--- Given data ---

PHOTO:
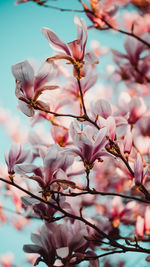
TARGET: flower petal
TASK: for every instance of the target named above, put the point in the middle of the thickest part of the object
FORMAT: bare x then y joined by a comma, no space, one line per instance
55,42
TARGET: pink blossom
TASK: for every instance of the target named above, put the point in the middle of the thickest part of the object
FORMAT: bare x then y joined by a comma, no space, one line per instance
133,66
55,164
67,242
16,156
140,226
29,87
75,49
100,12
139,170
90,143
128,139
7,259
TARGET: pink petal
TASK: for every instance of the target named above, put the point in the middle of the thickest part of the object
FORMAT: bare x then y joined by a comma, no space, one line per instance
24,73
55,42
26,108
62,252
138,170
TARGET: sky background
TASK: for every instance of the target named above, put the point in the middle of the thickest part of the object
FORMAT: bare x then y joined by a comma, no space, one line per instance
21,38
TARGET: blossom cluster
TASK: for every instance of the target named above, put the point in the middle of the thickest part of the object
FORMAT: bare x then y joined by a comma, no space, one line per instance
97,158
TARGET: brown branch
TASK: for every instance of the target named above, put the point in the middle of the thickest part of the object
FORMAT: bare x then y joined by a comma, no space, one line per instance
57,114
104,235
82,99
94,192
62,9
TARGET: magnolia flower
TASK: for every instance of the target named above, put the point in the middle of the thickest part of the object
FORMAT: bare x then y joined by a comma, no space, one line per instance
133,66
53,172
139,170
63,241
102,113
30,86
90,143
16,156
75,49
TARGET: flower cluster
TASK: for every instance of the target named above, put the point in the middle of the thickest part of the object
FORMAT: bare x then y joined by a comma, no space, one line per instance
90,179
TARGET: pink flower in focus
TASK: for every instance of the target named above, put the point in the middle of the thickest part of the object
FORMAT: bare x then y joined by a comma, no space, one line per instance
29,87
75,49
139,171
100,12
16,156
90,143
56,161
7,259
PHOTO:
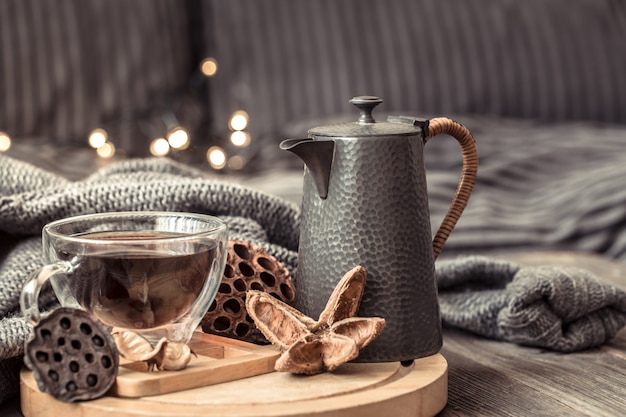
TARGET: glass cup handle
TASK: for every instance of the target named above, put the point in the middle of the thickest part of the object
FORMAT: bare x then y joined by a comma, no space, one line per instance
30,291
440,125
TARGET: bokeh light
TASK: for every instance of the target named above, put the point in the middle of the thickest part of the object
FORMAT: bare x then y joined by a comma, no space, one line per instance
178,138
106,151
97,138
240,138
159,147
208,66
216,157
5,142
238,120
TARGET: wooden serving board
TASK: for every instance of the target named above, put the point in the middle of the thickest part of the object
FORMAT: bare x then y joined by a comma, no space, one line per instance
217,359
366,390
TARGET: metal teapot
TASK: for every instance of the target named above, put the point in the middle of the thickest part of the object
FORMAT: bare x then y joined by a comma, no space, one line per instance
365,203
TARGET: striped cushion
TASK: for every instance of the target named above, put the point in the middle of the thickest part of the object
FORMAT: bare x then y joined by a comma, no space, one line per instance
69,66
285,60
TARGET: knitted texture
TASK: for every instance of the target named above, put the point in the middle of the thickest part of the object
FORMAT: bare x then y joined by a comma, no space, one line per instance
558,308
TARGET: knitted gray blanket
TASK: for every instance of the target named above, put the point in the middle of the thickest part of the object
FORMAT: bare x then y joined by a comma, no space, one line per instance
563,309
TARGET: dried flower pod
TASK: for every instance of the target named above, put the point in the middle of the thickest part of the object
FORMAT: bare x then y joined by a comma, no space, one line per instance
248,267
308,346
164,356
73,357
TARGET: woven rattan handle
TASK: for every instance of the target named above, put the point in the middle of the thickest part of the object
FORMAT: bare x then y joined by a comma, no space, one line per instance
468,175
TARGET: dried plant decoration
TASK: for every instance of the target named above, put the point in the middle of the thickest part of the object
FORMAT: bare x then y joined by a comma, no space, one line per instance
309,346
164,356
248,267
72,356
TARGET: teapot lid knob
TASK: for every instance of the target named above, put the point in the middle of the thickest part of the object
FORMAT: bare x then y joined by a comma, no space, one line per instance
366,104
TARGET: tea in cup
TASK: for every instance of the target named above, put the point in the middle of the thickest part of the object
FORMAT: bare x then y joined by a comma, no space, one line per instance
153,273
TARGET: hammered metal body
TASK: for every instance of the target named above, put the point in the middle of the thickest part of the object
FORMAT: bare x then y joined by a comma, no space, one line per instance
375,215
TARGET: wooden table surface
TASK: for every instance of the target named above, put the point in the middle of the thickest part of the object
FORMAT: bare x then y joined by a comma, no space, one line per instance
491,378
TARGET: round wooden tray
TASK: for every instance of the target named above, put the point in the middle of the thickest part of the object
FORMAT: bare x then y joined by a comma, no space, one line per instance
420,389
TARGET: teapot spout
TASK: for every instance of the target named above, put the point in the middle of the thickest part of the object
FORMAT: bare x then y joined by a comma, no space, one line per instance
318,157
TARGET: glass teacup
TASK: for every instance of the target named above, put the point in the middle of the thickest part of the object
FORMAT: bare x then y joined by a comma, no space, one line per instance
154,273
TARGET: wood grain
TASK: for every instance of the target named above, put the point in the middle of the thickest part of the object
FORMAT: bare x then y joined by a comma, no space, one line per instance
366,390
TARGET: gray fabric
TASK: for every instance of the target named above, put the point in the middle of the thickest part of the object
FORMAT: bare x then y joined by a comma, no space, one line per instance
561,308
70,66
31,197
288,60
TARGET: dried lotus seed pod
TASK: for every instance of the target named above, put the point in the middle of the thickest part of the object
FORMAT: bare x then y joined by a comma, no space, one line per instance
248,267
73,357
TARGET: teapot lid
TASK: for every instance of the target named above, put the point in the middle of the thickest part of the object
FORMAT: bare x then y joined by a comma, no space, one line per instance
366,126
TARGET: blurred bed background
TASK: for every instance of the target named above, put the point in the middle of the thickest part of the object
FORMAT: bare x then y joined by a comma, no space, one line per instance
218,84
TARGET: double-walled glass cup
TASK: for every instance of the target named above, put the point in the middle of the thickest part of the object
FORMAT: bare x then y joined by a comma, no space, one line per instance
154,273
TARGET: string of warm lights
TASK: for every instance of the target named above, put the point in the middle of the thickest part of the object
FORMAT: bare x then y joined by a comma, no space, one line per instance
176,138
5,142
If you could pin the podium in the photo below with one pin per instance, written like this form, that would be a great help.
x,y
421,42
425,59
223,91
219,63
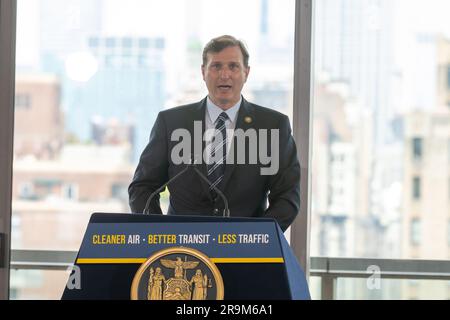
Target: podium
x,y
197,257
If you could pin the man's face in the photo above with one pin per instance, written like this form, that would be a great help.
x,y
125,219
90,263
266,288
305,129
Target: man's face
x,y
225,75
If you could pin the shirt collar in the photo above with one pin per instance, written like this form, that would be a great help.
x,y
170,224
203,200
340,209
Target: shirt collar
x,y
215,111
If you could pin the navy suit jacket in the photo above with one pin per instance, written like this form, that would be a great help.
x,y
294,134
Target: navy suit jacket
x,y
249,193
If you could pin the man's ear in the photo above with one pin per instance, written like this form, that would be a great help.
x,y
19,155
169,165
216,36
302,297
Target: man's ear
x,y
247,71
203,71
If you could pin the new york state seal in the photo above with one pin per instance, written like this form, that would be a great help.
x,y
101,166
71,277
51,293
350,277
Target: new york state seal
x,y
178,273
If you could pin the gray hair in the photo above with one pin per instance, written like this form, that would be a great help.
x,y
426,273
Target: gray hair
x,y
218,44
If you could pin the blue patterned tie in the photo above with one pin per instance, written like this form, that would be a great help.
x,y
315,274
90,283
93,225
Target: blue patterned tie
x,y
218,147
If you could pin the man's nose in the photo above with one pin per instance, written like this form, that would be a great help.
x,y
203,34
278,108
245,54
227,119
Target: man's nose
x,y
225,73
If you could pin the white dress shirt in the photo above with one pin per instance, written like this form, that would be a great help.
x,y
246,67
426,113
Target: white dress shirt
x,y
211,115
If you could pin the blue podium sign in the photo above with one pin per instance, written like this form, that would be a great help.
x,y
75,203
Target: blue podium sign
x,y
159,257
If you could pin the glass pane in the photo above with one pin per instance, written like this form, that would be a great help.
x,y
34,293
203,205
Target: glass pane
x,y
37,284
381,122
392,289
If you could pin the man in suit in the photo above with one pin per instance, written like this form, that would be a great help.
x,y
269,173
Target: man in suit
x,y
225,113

---
--- Given data ---

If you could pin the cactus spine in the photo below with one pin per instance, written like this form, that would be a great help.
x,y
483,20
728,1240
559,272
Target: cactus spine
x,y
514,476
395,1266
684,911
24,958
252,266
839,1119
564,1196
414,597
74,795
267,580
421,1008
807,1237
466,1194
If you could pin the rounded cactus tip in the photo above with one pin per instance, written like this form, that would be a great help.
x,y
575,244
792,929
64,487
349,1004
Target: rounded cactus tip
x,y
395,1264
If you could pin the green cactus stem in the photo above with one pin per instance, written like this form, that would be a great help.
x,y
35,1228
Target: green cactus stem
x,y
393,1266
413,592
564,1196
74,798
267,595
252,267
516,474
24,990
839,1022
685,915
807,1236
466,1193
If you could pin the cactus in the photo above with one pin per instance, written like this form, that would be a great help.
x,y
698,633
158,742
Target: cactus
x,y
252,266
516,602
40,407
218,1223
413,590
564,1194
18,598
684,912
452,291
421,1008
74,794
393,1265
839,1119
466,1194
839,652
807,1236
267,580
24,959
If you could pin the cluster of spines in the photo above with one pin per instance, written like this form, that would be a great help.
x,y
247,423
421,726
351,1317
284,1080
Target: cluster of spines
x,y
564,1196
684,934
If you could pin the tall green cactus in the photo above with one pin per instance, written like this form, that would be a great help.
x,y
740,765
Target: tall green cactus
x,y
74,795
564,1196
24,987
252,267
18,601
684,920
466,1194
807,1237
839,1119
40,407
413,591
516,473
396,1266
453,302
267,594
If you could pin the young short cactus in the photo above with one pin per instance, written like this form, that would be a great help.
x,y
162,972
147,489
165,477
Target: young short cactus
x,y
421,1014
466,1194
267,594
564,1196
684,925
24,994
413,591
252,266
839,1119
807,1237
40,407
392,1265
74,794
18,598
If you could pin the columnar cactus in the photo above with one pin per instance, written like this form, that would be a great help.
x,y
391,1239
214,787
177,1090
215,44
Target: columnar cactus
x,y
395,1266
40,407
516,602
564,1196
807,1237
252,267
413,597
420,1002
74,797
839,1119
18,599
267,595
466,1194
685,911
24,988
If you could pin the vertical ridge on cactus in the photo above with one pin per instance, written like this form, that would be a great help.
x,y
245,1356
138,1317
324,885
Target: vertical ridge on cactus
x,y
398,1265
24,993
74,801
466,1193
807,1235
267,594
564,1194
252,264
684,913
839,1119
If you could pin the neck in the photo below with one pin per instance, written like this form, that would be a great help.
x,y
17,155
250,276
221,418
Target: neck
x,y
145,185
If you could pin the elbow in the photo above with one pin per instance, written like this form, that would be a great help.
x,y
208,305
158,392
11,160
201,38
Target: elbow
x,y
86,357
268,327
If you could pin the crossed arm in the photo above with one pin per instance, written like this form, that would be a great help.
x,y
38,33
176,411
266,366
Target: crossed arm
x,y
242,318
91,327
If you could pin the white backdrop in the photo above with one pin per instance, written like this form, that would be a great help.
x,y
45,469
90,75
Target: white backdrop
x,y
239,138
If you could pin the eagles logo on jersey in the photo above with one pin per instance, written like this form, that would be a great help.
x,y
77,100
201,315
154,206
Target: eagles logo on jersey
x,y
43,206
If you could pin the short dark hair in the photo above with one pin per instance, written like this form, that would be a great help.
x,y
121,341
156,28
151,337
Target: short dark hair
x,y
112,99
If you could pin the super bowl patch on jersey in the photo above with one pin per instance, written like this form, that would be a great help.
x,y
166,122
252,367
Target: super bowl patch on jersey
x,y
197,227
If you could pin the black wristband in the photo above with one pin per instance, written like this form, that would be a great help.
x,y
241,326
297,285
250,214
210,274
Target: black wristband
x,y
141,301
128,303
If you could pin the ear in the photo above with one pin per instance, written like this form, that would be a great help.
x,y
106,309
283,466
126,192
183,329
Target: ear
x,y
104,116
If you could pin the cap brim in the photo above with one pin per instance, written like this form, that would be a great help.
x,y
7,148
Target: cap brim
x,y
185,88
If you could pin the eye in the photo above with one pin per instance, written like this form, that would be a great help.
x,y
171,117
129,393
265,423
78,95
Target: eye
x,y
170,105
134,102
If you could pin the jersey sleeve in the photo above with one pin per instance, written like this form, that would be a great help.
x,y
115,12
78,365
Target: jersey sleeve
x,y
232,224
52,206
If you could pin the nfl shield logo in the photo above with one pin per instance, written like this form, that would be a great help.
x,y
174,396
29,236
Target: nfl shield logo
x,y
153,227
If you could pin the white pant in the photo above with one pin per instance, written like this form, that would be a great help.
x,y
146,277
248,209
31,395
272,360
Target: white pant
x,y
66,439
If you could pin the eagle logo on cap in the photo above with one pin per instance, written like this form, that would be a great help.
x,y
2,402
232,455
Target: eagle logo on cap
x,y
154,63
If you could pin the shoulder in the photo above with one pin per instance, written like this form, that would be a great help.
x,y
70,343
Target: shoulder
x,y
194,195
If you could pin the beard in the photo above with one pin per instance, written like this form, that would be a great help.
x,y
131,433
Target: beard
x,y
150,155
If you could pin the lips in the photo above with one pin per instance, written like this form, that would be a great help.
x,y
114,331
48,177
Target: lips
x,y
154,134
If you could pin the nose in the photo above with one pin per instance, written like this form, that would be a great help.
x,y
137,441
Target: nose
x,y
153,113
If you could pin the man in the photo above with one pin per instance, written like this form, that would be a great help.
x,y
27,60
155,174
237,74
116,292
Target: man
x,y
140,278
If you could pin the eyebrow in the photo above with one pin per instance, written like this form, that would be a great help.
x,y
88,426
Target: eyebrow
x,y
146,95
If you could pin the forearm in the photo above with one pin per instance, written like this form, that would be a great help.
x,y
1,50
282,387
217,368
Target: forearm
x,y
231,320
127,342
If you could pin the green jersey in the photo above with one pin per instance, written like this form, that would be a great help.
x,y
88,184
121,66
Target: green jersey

---
--- Given data ---

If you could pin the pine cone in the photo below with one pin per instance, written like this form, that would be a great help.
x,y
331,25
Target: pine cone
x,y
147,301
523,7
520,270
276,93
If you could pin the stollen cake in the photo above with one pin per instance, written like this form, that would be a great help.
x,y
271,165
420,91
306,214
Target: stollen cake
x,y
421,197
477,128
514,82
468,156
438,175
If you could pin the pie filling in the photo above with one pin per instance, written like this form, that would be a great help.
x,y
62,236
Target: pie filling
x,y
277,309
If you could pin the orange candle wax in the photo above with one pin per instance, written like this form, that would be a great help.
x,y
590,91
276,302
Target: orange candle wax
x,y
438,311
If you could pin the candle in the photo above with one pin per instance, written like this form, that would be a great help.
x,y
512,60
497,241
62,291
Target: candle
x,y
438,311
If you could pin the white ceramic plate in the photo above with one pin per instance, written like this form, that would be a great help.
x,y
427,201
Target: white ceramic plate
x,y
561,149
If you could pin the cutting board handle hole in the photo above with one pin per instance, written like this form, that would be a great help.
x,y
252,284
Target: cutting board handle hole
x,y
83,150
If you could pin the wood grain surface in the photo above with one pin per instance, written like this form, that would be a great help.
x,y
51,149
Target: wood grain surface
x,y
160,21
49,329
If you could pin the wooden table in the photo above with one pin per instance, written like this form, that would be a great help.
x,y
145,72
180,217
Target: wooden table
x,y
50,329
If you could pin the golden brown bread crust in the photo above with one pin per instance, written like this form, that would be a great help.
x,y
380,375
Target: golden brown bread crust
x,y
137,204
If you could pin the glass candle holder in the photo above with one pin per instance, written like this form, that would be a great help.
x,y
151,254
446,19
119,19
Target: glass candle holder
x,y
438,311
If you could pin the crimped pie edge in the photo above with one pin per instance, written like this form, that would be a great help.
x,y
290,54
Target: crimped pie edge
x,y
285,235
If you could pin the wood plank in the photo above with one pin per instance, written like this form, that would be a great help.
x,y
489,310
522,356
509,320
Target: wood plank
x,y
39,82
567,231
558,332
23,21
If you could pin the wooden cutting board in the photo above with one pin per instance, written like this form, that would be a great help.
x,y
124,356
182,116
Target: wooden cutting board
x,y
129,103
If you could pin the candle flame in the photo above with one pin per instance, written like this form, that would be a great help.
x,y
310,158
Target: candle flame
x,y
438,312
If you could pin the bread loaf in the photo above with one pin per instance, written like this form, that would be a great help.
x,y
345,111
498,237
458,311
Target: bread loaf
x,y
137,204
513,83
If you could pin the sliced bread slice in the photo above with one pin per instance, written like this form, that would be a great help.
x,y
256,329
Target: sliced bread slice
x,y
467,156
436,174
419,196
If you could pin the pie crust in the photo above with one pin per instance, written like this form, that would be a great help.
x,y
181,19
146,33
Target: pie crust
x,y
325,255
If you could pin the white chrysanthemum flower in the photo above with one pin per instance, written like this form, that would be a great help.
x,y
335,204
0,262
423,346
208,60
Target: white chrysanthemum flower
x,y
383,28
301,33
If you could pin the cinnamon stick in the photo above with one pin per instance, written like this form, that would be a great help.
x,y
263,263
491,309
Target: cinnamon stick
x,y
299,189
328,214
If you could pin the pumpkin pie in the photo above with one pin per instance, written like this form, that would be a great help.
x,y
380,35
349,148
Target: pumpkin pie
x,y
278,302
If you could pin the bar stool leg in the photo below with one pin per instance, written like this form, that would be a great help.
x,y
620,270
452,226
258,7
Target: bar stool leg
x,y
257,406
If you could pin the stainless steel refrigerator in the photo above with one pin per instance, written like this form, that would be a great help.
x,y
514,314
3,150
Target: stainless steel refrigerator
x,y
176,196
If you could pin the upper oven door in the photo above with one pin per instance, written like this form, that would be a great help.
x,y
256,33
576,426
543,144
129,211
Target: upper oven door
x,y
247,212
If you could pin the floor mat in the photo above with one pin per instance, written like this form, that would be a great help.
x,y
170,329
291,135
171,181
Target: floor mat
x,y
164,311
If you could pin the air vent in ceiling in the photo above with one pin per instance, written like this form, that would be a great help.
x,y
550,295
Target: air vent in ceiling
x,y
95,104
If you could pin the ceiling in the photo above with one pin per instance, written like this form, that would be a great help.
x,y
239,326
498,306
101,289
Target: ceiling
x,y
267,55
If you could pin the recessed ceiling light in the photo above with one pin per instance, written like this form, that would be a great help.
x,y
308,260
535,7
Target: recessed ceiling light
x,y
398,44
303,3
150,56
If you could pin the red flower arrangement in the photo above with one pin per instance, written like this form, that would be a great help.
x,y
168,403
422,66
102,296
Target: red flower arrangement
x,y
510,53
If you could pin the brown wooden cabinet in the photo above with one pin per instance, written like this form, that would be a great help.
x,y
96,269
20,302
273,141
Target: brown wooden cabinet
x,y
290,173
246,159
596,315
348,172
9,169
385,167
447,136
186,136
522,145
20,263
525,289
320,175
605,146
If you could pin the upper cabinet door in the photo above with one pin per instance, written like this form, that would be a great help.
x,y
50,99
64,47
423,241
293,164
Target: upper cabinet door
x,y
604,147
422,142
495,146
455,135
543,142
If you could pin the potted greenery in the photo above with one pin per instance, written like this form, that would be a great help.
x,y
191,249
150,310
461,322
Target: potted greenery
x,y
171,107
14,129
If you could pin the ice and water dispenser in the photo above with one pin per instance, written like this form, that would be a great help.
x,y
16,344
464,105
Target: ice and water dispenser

---

Filter these records, keeping every line where the word "water" occurs.

If you could pin the ice and water dispenser in the photo above with one pin per instance, written like this form, that would be a great help.
Target: ice and water dispenser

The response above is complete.